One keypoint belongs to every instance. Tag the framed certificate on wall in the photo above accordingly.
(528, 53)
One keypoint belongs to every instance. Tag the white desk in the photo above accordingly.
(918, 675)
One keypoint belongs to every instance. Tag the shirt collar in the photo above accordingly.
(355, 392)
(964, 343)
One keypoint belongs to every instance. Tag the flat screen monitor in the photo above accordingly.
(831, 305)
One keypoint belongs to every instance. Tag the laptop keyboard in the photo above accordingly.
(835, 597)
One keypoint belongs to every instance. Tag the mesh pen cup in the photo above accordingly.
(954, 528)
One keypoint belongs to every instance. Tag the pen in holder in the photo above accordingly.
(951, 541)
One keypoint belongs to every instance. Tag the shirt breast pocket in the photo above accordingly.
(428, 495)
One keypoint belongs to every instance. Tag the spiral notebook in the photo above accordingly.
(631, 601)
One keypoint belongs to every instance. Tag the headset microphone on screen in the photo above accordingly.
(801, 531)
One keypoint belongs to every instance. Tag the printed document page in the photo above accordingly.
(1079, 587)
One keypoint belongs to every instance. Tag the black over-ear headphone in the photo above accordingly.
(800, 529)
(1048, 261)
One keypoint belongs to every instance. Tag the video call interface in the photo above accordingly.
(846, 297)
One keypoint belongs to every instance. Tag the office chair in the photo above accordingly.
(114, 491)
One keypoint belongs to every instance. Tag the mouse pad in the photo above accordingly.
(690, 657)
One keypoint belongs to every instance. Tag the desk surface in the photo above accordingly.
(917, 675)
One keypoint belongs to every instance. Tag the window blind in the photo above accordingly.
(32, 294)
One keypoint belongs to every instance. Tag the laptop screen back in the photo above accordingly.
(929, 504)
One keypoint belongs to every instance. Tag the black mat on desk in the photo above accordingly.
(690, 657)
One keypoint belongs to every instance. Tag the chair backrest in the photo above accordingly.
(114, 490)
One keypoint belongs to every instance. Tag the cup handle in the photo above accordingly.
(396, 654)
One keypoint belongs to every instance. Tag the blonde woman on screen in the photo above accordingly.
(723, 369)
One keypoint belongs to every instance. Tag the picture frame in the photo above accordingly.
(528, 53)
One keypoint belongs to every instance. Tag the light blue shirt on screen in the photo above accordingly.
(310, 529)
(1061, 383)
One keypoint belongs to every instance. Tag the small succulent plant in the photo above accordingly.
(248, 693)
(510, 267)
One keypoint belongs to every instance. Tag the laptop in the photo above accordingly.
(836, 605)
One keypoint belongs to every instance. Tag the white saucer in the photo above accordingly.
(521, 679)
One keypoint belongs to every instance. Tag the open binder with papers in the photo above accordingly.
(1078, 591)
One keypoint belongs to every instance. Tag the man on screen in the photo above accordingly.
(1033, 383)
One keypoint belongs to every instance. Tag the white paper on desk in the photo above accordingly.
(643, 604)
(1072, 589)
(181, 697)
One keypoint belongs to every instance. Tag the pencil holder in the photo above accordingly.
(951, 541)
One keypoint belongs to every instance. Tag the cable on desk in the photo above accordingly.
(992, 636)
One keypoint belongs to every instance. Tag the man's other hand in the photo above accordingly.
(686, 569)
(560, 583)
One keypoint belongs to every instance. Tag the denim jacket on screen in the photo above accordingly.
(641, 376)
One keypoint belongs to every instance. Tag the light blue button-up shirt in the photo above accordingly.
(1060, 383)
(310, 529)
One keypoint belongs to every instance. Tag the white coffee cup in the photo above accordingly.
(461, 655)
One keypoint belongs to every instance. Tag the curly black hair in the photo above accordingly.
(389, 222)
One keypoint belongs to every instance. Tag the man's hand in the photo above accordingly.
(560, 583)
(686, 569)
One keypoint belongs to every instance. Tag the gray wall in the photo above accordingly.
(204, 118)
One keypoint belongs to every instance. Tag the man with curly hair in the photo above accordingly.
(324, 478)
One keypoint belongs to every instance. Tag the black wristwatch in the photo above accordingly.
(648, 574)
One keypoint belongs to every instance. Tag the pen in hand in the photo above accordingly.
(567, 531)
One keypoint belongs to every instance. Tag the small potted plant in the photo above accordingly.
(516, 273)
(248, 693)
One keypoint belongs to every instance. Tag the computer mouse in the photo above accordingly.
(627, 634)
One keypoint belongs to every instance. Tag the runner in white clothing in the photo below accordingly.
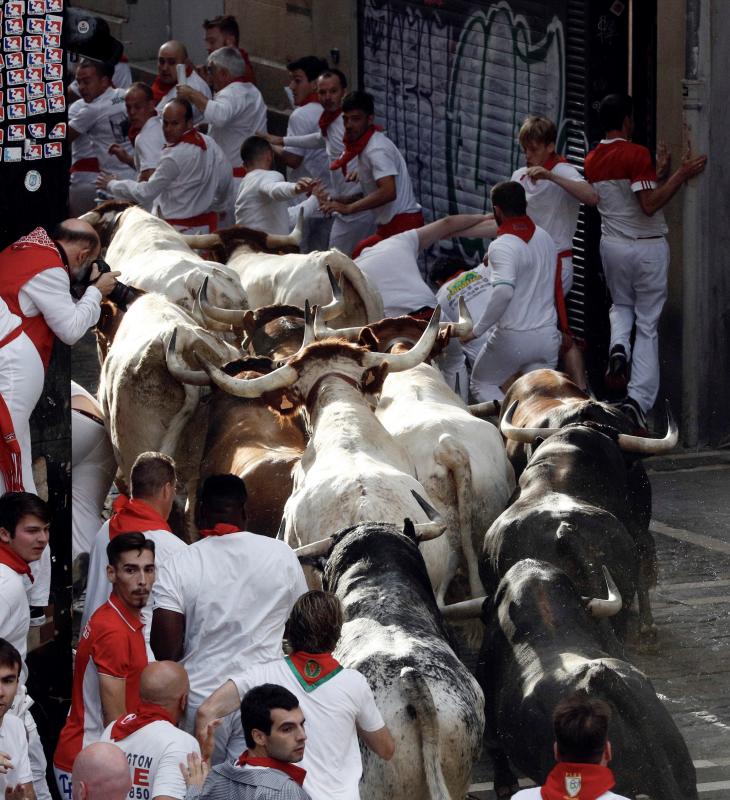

◆ ◆ ◆ ◆

#### What you need to do:
Each record above should be repeated exactly, please, without pictures.

#### Response:
One keypoint belongs to every instance. Tag the framed certificate on wall in the photo above accordingly.
(528, 53)
One keypoint belongs to every instance. Tag the white desk in the photo above accordingly.
(918, 675)
One keypoint belongs to every instance. Tag the shirt collar in the photo above accordingly.
(355, 392)
(964, 343)
One keypoint belongs to every instance. Tag the flat screen monitor in the photo above accordingly.
(831, 305)
One keypoint belongs to every instance. Tag the laptop keyboard in the photo above accordingly.
(835, 597)
One keypoint belongs to every instance. Tag the mesh pen cup in the photo above accordingly.
(954, 528)
One keypoint belongs to every instance. Tag the pen in holder in the photo above accordingly.
(951, 541)
One keypoint belongs to every instance. Tag the shirt breast pocket in the photo above accordingly.
(428, 495)
One keypoint belongs to every instance. Tag the spiral notebook in the photo above accordingly.
(631, 601)
One keypoint belongs to every instance. Tag the headset microphone on screen in the photo above accordingly.
(801, 531)
One keypoint belongs to every instance. Tag the printed document page in the photo above accordingly.
(1079, 587)
One keypoint belongs to every instance. Tag the black over-ear headphone in the photo above accordingly.
(800, 529)
(1048, 261)
One keypoint belongs to every instance. Tag the video call interface in the photo above accordingly.
(846, 297)
One keypoint belongs to every instance. Tag the office chair in the photo above accordingly.
(114, 491)
One keypoint belongs to every instance. Tag the mouse pad in the photo above accordingly.
(690, 657)
One keypoint belongs to every instance. Tag the desk surface in the photo above accordingly.
(917, 675)
One keypoint belongs to every instance. Tag the window blind in the photo above accordingly.
(32, 294)
One keypoint belongs to every instance. Tag the laptop screen back in the photo above accordingly.
(929, 504)
One keypoint belongs to every instance. Tag the black mat on desk in the photo above accordingly.
(690, 657)
One keypoint belongs to every instance. Tag the chair backrest in the photo above accordingly.
(114, 490)
One keypoint belongs to every instance. Tag the cup handle in the photo above accordingly.
(396, 654)
One keypoint belongs to every instance. Tag the blonde woman on screen in the photo above accordingly.
(723, 369)
One keypoint belongs to every instance. Tag the picture frame in the photo above accordingly.
(528, 53)
One keypoint belongs to every instance. Tag the light blue shirt on screen in the photo above accordingly.
(310, 529)
(1061, 383)
One keypoint belongs to every instance. Tag the small succulent plant in the photo above accordingly.
(248, 693)
(510, 267)
One keypoint belongs to every instance. Tag the laptop in the photo above accordingly.
(836, 605)
One keypoint belongs to every instance. Tag the white saucer in the photo above accordingly.
(521, 679)
One keypoint belongs to every instance. Tag the open binder with papers in the photo above accordingly.
(1078, 591)
One keypoint belongs to every instance. Tag the man on screen in the photo above accordingly.
(1033, 383)
One keypoint belongs to every instance. Tag the white paper on desk in the photo above accordingly.
(643, 604)
(1072, 589)
(181, 697)
One keypoint belongs to every instance. Tag the pencil holder in the photo above accordingly.
(951, 541)
One keypoint belongs to every instance. Tag the cable on desk in the photo above accordingly.
(992, 636)
One keypoint belongs to every instance. Tag the man's other hand in the photo above accordingly.
(686, 569)
(560, 583)
One keypoint belongs to every instance. Tag the denim jacket on screen in the photo above accordingly.
(641, 376)
One keypoint belongs to every instance. Tag the light blue button-up shirt in the photo above accordingly.
(1060, 383)
(310, 529)
One keypoint belongs to every instance. Tag the white coffee cup in the photo above accordingly.
(461, 655)
One keypoint belongs to every instance. Tag the curly black hair in the photo above accordingly.
(389, 222)
One keypoint belongs to every instance. Tag the man's hand in the photo above accordingly.
(560, 583)
(686, 569)
One keypoint belongs to every instance. Tag the gray wall in the photo above accordingly.
(204, 118)
One keypoint belongs to every instance. Tag the man with curly hair in the photo above accordingly.
(324, 478)
One keypoint belongs to every instance. Tag the black wristwatch in the photo above accordingly.
(648, 574)
One keypoint belongs to every instance. Tag the pen in hand in the photo above accordingly.
(567, 531)
One keypoint belongs to every instance. Tag the small potted plant in the photo above accordingly.
(516, 273)
(248, 693)
One keypoint belongs to every instance. Tag the computer mouse in the photo above accordingly.
(627, 634)
One keypoint belongs to every instance. Tag the runner in white clothing in the photo below accordingly.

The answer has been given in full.